> **WORK REQUIRED**
Scan the material below for the string "gray", and copy every line where it shows up.

== Segment start ==

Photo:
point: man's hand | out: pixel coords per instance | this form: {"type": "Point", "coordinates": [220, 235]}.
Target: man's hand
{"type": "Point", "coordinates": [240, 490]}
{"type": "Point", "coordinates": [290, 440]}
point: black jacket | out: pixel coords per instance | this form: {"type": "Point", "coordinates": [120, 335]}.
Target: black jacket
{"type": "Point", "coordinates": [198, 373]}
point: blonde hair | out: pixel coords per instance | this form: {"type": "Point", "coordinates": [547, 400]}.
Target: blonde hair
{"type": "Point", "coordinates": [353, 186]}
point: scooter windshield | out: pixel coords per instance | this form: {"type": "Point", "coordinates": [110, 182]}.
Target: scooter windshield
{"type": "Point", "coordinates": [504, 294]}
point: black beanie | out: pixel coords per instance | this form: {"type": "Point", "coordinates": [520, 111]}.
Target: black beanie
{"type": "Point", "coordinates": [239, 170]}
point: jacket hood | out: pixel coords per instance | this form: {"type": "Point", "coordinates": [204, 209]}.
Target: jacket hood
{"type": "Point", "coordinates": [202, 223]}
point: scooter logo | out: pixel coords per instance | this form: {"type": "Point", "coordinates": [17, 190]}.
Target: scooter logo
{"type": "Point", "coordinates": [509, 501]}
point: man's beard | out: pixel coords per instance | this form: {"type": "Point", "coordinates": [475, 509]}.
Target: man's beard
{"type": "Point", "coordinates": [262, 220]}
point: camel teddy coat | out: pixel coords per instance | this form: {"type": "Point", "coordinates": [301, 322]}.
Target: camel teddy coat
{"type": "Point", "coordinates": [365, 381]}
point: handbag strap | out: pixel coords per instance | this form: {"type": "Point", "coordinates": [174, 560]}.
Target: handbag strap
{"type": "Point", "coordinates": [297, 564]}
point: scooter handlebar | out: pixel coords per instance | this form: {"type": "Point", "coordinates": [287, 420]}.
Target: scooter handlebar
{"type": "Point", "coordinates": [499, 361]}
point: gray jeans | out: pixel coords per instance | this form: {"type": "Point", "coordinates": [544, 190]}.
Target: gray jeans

== Segment end ==

> **ANSWER SPACE**
point: gray jeans | out: pixel coords per instance | this form: {"type": "Point", "coordinates": [544, 190]}.
Target: gray jeans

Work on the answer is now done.